### [Textauszug]
==========

Hatschi: Kaum musst du einmal niesen, kommt direkt die Frage „Erkältung oder Corona“ auf. Immerhin sind einige Symptome durchaus ähnlich. Doch zwischen beiden Erkrankungen besteht offenbar noch ein weiterer Zusammenhang. Forscher:innen der Berliner Charité zeigen, was Erkältungsviren mit einer Corona-Infektion zu tun haben und welche Rolle die Impfung dabei spielt.
So viel gleich vorweg: Ganz so einfach ist es natürlich nicht und den sichersten Schutz vor einer Infektion bietet nach wie vor die Impfung. Doch schon im letzten Jahr wurde unter anderem diskutiert, ob womöglich harmlose Rhinoviren dank viraler Interferenz nicht nur bei Grippe, sondern auch bei Corona schützen. Nun haben Forscher:innen der Berliner Charité, des Berlin Institute of Health in der Charité (BIH) und des Max-Planck-Instituts für molekulare Genetik (MPIMG) den Zusammenhang zwischen Erkältungsviren und Corona genauer untersucht. Auch hier lässt sich eine gewisse Kreuzimmunität beobachten, sodass frühere Erkältungen die Immunantwort gegen Coronaviren stärken können.

==========

### [Entnommenes Material]

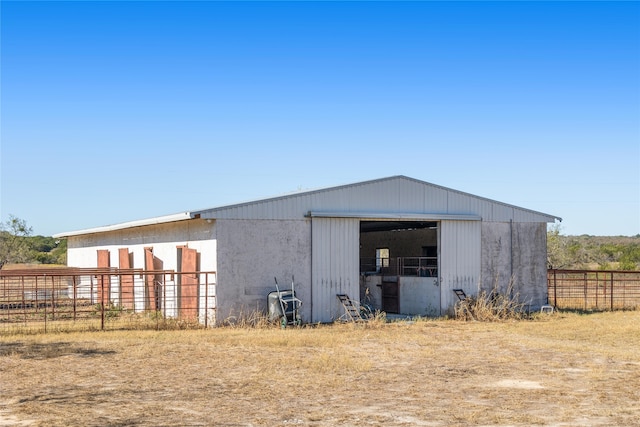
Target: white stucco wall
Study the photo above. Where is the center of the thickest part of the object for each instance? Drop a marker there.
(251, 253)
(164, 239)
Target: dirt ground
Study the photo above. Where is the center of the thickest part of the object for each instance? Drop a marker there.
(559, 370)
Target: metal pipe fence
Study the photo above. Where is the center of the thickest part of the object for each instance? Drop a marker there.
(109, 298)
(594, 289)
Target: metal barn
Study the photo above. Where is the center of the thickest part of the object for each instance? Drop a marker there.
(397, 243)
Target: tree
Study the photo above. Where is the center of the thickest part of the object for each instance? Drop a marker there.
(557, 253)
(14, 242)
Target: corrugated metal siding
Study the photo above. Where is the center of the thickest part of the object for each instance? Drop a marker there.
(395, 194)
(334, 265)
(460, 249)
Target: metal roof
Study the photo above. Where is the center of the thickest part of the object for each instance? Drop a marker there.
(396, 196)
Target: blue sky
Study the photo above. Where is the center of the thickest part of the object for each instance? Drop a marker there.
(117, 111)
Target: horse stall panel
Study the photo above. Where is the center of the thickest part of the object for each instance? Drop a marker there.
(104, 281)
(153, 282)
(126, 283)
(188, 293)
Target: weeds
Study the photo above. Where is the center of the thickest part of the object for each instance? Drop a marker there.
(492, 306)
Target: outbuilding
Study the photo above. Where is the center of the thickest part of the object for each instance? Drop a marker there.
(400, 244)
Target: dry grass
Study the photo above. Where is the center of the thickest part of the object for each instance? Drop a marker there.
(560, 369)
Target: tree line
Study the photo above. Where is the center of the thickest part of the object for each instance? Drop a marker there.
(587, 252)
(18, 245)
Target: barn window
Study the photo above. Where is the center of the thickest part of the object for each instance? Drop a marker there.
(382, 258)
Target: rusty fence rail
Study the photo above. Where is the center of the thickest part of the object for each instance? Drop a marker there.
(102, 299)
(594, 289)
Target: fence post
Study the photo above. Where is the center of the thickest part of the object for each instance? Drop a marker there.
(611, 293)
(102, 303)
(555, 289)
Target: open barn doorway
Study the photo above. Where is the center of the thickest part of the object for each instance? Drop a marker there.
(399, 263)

==========

### [Deine Aufgaben]
A: Schreib aus dem Text über Erkältung und Corona den Abschnitt von „Hatschi: Kaum musst“ bis „Impfung dabei spielt.“ Wort für Wort ab.
B: Fass den Text über Erkältung und Corona in zwei Sätzen zusammen.
C: Führ den Text über Erkältung und Corona nach seinem letzten Satz weiter.
Das Material brauchst du hier nicht.

### [Die Lösungen]
A:
Hatschi: Kaum musst du einmal niesen, kommt direkt die Frage „Erkältung oder Corona“ auf. Immerhin sind einige Symptome durchaus ähnlich. Doch zwischen beiden Erkrankungen besteht offenbar noch ein weiterer Zusammenhang. Forscher:innen der Berliner Charité zeigen, was Erkältungsviren mit einer Corona-Infektion zu tun haben und welche Rolle die Impfung dabei spielt.

B: Forscher:innen der Berliner Charité, des Berlin Institute of Health und des Max-Planck-Instituts für molekulare Genetik haben genauer untersucht, wie Erkältungsviren und Corona zusammenhängen. Dabei zeigt sich eine gewisse Kreuzimmunität, sodass frühere Erkältungen die Immunantwort gegen Coronaviren stärken können, den sichersten Schutz vor einer Infektion bietet aber nach wie vor die Impfung.

C:
Der Reihe nach: Den Anlass der Studie bildeten Beobachtungen, wonach einige Personen T-Zellen gegen das neuartige Coronavirus aufwiesen, obwohl sie noch nie mit dem Virus infiziert waren. Dies erklären Expert:innen mit der sogenannten Kreuzimmunität. So waren die Betroffenen zuvor mit eher harmlosen Erkältungs-Coronaviren in Berührung gekommen, die in ihrer Grundstruktur SARS-CoV-2 ähneln. Die gebildeten Antikörper greifen folglich auch die neuen Viruspartikel an. So weit, so gut. Doch wie wirkt sich der frühere Kontakt mit Erkältungsviren nun aus, wenn es tatsächlich zu einer Corona-Infektion kommt?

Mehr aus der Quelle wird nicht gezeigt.